> **WHAT THE TASK REQUIRES**
Beginning with the first line, copy out each line of the material until the line containing "arm resting on" has been copied as well.

> **SOURCE DATA**

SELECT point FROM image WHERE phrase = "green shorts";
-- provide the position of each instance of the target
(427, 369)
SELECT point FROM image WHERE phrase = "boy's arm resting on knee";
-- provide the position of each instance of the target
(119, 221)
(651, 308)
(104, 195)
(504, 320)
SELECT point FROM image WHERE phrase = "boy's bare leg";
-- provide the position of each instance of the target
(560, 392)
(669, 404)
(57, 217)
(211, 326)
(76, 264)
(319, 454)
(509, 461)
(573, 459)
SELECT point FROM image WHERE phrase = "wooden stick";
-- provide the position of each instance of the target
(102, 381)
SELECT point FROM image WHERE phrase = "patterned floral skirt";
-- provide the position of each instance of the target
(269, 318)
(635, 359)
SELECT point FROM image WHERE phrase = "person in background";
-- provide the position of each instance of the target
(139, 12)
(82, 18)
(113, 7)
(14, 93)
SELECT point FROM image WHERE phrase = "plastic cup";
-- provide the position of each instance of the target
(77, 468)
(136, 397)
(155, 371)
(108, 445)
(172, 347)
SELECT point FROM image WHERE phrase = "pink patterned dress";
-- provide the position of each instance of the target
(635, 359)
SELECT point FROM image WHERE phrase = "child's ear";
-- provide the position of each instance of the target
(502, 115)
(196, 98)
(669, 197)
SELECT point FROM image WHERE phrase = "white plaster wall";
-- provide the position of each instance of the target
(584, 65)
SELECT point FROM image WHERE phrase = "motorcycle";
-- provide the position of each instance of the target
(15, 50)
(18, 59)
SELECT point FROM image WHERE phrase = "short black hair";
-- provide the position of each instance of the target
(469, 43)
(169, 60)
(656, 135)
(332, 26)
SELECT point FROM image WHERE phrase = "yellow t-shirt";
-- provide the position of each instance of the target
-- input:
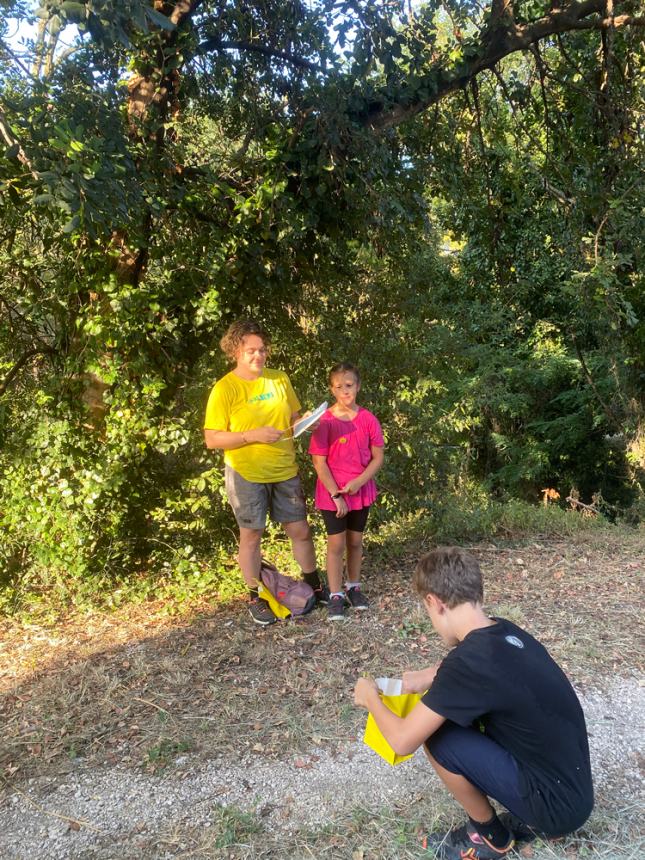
(238, 405)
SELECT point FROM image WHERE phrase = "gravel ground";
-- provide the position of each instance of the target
(107, 813)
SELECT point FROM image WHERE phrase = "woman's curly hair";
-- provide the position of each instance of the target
(236, 333)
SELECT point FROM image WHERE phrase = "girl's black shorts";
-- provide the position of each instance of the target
(354, 521)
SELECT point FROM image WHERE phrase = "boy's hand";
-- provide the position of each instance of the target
(352, 486)
(364, 692)
(418, 682)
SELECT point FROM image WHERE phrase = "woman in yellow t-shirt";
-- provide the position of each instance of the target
(249, 415)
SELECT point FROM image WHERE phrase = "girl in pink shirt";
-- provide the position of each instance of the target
(347, 451)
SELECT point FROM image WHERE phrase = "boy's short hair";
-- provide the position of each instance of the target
(344, 367)
(236, 333)
(451, 574)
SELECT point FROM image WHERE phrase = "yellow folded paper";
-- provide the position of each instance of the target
(279, 610)
(399, 704)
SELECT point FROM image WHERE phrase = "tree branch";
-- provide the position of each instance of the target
(501, 38)
(214, 43)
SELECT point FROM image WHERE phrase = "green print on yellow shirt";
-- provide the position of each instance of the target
(239, 405)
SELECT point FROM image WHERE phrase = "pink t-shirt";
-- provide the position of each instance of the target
(347, 445)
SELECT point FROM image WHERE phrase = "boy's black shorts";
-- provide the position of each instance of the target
(354, 521)
(484, 763)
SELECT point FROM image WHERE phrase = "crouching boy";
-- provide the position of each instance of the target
(498, 719)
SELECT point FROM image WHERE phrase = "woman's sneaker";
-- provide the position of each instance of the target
(356, 598)
(336, 608)
(261, 612)
(322, 595)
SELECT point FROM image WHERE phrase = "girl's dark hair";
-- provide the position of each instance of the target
(451, 574)
(236, 333)
(344, 367)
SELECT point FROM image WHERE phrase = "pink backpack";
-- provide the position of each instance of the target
(294, 594)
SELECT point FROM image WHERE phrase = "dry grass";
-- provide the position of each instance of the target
(138, 687)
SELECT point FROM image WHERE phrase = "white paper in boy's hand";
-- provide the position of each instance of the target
(390, 686)
(305, 423)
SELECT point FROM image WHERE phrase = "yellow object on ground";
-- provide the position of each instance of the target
(278, 609)
(400, 705)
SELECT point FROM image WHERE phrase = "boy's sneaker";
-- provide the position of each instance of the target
(464, 843)
(322, 595)
(261, 612)
(356, 598)
(336, 608)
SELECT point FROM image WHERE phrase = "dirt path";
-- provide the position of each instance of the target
(116, 812)
(137, 735)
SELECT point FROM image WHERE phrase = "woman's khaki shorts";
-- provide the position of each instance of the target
(251, 502)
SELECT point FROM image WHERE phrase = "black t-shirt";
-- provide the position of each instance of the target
(502, 680)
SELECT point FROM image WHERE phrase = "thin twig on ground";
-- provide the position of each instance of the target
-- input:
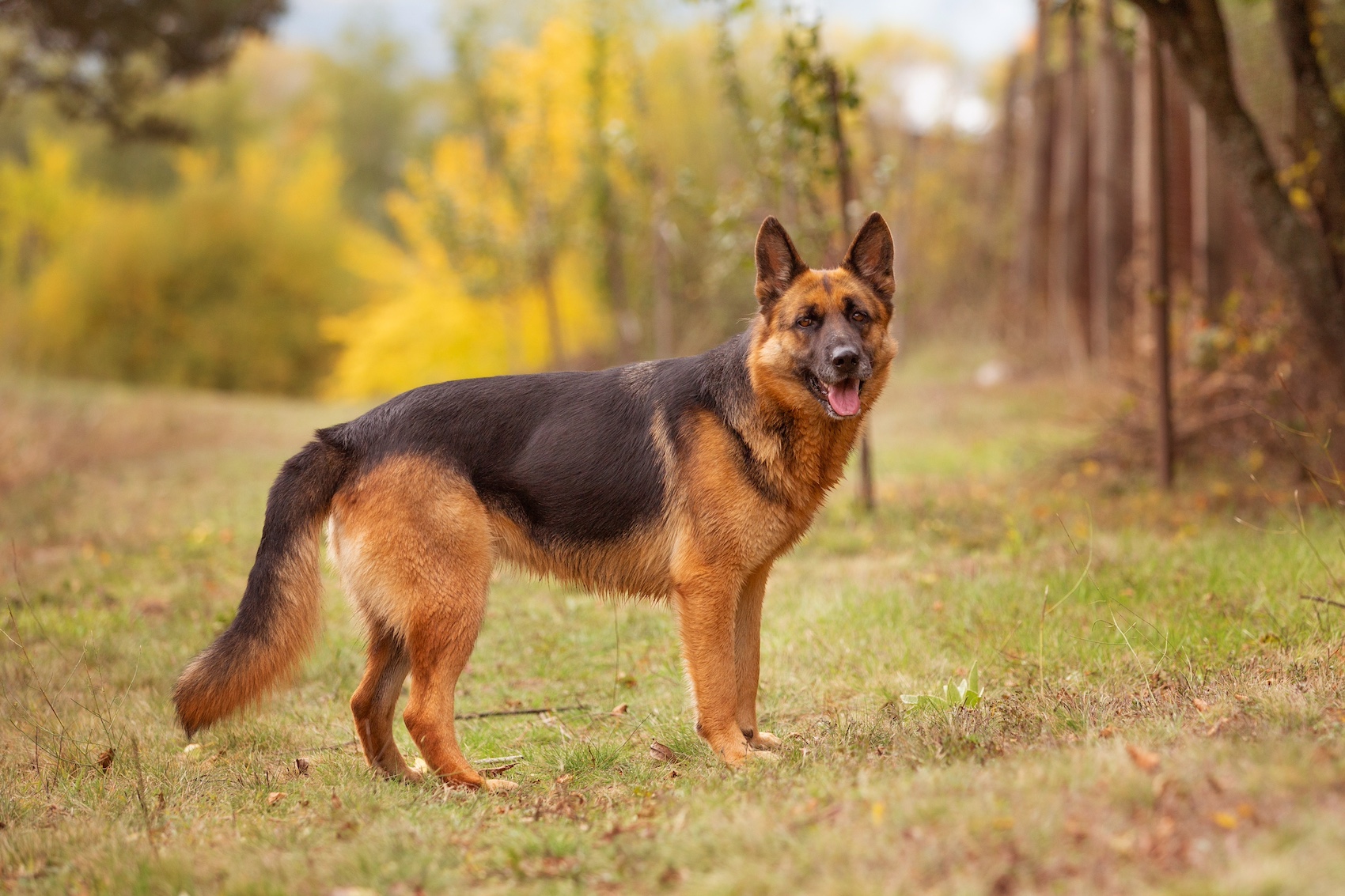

> **OUTPUT FOR THIS EXERCISE**
SELECT point FROM image WHERE phrase = "green shorts";
-- provide the position of each instance of the target
(427, 369)
SELECT point FROM image WHERE phrase = "boy's arm resting on knee";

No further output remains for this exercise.